◆ PROBLEM STATEMENT
Find the word "this" in the data. Return every line where it appears.

"""

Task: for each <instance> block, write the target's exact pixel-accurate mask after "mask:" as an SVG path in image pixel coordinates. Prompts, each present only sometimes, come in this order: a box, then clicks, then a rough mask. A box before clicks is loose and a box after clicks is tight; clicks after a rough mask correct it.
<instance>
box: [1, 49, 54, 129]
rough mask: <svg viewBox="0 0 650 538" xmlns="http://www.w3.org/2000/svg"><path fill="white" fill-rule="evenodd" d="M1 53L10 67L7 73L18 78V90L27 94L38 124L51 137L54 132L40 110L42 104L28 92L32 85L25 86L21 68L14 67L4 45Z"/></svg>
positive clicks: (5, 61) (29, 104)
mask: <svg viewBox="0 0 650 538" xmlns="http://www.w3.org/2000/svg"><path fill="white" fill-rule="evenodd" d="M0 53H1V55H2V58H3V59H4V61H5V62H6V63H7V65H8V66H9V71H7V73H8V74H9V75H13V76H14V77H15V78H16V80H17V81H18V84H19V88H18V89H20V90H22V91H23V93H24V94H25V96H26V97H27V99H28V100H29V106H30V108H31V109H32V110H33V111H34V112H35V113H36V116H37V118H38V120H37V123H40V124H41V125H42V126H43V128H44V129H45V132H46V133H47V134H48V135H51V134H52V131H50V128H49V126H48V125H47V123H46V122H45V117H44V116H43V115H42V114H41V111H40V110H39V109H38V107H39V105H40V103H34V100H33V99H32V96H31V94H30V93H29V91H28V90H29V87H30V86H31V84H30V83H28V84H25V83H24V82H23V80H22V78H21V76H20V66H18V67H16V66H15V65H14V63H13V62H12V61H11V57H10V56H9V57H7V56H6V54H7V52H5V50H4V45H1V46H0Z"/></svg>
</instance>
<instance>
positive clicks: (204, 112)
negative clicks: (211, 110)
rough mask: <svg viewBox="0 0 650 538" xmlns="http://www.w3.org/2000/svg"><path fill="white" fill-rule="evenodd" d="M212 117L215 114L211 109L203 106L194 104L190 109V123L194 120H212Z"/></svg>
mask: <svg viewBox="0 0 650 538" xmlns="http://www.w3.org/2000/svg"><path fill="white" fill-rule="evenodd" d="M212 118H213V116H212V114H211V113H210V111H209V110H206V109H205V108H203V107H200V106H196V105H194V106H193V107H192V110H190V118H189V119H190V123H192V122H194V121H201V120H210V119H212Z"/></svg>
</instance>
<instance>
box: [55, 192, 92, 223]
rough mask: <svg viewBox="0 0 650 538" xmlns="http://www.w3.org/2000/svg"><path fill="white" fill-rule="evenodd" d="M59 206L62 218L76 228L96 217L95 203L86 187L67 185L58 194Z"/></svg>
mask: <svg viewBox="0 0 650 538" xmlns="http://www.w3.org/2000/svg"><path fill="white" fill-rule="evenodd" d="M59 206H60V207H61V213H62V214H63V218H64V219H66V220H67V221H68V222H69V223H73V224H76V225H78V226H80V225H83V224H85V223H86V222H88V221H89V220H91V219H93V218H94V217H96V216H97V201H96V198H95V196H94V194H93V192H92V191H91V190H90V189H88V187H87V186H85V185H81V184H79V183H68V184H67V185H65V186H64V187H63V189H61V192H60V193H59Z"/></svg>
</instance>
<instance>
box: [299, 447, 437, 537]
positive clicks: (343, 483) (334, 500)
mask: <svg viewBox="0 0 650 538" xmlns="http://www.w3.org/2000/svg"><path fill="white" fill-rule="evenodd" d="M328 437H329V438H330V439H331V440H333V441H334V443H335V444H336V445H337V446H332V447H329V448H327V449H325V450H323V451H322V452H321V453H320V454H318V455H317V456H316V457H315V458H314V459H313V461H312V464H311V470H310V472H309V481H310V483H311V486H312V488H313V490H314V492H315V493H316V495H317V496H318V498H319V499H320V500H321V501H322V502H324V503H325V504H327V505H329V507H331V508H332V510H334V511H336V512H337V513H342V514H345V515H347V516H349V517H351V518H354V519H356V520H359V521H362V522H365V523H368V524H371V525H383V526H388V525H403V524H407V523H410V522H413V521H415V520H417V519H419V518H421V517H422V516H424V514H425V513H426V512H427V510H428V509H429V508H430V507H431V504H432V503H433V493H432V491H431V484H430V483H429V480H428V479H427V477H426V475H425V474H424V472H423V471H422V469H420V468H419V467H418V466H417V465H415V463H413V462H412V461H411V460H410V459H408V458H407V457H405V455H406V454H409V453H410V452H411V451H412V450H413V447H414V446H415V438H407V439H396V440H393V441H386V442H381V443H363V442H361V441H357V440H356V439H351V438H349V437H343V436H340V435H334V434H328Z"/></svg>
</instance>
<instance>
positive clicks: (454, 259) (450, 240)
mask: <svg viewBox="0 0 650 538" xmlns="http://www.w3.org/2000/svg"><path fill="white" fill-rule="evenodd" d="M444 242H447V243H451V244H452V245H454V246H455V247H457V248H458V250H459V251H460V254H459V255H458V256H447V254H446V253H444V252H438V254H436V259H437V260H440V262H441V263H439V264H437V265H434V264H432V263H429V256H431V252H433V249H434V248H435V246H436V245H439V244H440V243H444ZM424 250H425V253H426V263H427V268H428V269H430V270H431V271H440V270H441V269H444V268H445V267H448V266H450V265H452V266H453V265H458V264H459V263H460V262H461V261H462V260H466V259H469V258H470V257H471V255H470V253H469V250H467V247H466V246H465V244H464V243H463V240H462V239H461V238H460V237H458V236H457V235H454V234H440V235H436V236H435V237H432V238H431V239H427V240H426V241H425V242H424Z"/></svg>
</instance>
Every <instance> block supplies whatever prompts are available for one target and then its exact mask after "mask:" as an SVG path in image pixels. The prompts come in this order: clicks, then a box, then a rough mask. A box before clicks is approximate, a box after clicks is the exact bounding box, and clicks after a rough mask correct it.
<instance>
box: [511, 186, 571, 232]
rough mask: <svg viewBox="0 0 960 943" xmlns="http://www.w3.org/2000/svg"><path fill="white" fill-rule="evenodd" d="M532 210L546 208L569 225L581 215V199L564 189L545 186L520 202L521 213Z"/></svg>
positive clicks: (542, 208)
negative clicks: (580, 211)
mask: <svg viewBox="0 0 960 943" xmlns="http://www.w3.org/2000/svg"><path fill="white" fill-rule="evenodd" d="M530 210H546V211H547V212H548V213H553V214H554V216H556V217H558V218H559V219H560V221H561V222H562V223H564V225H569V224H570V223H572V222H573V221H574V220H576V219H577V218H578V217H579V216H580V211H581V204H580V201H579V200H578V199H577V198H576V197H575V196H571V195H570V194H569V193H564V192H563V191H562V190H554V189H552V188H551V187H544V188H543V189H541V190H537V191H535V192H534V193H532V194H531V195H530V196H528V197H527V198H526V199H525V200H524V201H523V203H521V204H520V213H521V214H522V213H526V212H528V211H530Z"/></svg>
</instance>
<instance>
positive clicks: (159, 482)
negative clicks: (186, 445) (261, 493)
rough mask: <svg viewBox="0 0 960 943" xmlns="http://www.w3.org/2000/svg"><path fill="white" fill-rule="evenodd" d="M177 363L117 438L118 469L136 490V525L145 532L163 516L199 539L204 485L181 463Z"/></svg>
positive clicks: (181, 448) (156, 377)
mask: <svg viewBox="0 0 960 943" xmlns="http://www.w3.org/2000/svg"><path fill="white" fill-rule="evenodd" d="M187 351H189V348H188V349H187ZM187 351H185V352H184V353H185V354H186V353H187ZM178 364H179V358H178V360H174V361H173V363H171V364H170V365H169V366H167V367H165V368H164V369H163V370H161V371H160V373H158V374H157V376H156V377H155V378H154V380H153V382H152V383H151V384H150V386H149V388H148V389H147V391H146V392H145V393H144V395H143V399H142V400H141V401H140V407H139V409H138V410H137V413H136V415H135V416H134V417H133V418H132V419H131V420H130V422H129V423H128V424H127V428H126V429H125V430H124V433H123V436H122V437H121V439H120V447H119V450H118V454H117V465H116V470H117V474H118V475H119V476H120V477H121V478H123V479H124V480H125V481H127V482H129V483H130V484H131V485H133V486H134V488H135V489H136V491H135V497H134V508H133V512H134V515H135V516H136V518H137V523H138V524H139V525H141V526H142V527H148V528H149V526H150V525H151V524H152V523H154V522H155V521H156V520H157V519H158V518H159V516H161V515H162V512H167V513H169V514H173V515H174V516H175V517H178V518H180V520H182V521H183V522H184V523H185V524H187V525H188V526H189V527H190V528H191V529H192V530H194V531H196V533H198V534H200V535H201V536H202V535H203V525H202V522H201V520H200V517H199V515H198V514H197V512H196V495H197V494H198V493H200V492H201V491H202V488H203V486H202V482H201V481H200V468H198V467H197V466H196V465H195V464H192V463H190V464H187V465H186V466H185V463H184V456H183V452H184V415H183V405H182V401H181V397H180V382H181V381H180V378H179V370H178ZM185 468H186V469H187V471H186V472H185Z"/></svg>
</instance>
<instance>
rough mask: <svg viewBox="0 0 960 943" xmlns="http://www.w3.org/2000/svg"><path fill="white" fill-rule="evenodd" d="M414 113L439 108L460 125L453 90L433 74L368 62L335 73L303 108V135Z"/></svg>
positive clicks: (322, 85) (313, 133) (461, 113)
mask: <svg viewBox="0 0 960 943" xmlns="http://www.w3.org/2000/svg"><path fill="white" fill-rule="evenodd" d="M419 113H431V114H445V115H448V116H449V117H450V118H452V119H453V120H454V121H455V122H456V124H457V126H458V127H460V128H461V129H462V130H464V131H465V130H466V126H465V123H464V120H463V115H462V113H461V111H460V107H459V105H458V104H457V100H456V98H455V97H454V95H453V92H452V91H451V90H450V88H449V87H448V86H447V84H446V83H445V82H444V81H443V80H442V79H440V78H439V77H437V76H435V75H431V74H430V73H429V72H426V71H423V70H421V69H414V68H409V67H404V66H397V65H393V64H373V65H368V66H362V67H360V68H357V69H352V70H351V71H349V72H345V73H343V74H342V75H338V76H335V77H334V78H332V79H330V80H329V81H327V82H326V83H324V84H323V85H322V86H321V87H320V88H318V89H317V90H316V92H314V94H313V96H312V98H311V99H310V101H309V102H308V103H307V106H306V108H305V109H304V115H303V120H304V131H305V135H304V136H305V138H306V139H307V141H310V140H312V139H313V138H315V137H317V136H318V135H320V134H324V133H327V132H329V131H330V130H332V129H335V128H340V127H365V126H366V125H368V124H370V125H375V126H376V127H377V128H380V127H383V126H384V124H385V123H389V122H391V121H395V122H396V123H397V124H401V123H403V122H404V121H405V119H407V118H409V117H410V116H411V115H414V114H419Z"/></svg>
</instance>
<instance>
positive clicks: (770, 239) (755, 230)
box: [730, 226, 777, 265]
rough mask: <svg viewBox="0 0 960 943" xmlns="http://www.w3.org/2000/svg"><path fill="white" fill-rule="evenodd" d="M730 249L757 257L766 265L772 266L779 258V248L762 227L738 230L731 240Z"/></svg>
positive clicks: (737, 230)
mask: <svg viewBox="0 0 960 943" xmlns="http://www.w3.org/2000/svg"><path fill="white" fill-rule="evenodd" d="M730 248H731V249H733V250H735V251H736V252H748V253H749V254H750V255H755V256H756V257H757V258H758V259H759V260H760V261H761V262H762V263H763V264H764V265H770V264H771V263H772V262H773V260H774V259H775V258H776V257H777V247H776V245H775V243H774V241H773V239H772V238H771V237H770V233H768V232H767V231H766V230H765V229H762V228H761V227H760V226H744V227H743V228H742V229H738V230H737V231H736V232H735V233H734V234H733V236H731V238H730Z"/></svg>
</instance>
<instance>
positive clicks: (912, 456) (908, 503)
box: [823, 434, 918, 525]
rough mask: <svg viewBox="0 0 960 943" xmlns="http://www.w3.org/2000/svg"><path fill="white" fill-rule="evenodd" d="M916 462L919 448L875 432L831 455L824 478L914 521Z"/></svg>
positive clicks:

"""

◆ EXERCISE OUTPUT
Task: for each <instance> block, write the target's exact pixel-accurate mask after "mask:" as an SVG path in image pixel coordinates. Prompts, each present only sometimes, come in this order: a box, then clicks, then a rough mask. A box before clicks is loose and a box after clicks is tight; clicks after a rough mask correct it.
Every <instance> block supplies whatever prompts are available for one target and then its exact mask after "mask:" as an SVG path in image pixels. The prompts come in this order: clicks, then a box, then a rough mask. A box before clicks is approximate, a box after clicks is the exact bounding box, and clicks after a rough mask correct it.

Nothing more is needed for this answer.